[TASK TO CARRY OUT] Among the entries, which lines carry the string "photo"? Copy every one.

[DATA PROVIDED]

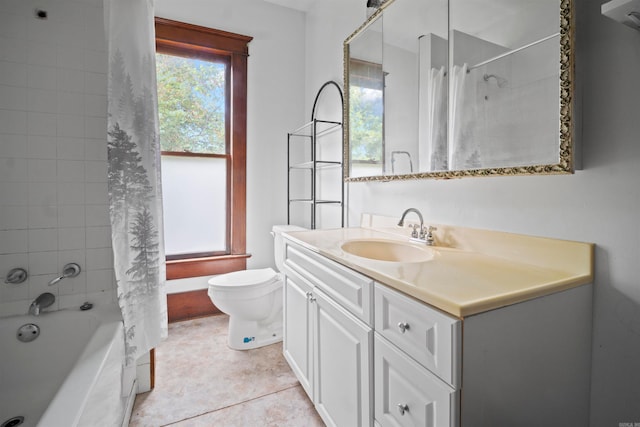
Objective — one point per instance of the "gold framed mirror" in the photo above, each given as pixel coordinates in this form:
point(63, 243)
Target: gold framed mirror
point(460, 88)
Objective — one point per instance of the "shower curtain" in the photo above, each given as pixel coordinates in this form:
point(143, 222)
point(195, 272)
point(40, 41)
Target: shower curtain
point(437, 119)
point(463, 153)
point(135, 201)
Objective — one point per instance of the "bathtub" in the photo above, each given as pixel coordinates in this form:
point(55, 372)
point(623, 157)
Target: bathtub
point(70, 375)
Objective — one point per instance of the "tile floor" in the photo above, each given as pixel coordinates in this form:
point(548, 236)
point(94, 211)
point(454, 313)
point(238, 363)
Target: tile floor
point(200, 382)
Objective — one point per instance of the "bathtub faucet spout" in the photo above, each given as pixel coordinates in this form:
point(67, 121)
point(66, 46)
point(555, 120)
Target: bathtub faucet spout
point(43, 301)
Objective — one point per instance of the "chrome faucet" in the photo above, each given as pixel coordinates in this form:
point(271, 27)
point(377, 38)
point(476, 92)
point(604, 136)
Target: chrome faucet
point(422, 234)
point(43, 301)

[TASK OUTPUT]
Objective — one point per instance of the "gold framed mirror" in the photo above, each given as pixel coordinates in this form:
Objective — one point per instance of the "shower curtain" in the photo above, each given as pixel coordinates in this form:
Objective — one point per instance of the "bathtub" in the photo above, each given as pixel coordinates in this form:
Objective — one point per instance of the "tile floor" in the photo above, each given as pixel coordinates in this form:
Objective — one point per instance of the "bathtub faucet spout" in the photo above, each given as pixel coordinates in this form:
Objective — one point per instance of the "chrome faucet" in the photo above, each given as pixel coordinates in this form:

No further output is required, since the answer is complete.